**Extracted records**
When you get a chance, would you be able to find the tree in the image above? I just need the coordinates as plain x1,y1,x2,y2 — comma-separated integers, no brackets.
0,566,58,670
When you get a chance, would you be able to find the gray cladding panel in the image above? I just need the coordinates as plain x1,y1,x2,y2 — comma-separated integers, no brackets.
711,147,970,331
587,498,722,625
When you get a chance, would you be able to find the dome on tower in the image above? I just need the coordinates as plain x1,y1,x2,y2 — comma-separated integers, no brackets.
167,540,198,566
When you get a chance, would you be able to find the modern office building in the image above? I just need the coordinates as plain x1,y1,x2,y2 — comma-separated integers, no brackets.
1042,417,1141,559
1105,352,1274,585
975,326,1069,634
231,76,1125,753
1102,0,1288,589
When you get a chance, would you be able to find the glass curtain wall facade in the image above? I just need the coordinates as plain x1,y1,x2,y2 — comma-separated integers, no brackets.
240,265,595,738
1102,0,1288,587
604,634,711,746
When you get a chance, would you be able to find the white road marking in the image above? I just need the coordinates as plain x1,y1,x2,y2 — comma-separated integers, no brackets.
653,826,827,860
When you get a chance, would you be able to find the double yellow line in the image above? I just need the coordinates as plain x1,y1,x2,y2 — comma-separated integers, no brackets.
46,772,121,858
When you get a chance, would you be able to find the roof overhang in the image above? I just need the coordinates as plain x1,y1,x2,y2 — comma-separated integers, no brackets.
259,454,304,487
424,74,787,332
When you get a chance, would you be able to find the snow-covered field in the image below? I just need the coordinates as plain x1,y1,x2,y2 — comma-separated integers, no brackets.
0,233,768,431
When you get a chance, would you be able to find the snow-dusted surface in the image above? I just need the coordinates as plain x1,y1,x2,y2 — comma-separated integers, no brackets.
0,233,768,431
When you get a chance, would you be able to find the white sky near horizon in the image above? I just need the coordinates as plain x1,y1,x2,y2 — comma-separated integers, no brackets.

**WHAT YOU SHOULD DO**
Output every line of the data above as a numbered list, omitting blank lines.

**RESULT FOR THIS TASK**
1. When you get a chance, would you be able to find the tree in the image above? I just need the coordinates as plain x1,y1,x2,y2 — comma-separated integers, no brackets.
2. 0,566,58,670
3. When you get a chance, would you be able to find the gray cladding panel in the image above? I just need the coordinates as plain x1,y1,x2,y2 — comma-separated integers, no brackets.
4. 711,147,970,331
5. 587,498,722,625
6. When you get a chance, would you be able to find the dome on tower in the image above? I just need the coordinates as plain x1,y1,x2,y2 — comma-separated integers, no brackets.
7. 167,540,198,566
8. When you get a chance, would you be able to find the modern office building in the image above? I just need the coordinates as plain x1,y1,x2,y2 — comma-separated integers, no brackets.
9. 1042,417,1141,559
10. 1105,352,1274,585
11. 975,326,1069,634
12. 231,76,1125,753
13. 1102,0,1288,589
14. When you get a chance, would you be able to find the glass curtain wall facade in the image above? I just need the coordinates as plain x1,y1,x2,y2 — comma-separated integers, no brackets.
15. 240,265,595,738
16. 1102,0,1288,587
17. 604,634,711,746
18. When you get a chance, would you be able to find the white road marking in the image above? I just need the coordinates as plain x1,y1,x2,y2 — comma-separated integers, no brackets.
19. 653,826,827,860
20. When you get a chance, would you be able to find the double yellow line in the image above? I just need the coordinates as plain x1,y1,x2,y2 — comma-separated integers, no brackets.
21. 46,772,121,858
22. When you get a chance, would you be able to find the roof overhang in the image above? I just need the coordinates as plain x1,y1,x2,y2 — comma-separated integers, no brackets.
23. 259,454,304,487
24. 424,74,787,332
25. When you get a chance, would you be able to find the snow-covered field in the image below? I just need the coordinates as plain x1,y1,x2,y2 — comma-separated integers, no brackets.
26. 0,233,768,431
27. When you get a chance, would you be able to find the snow-dusted surface in the image above? I just need the coordinates as plain x1,y1,x2,y2 — comma-separated integers, no brackets.
28. 0,233,768,431
29. When you get a chance, would you be able to find the white sky near horizon in the image above? I just need the coordinates as plain x1,y1,x2,y2 — comma-separated integers, no brackets.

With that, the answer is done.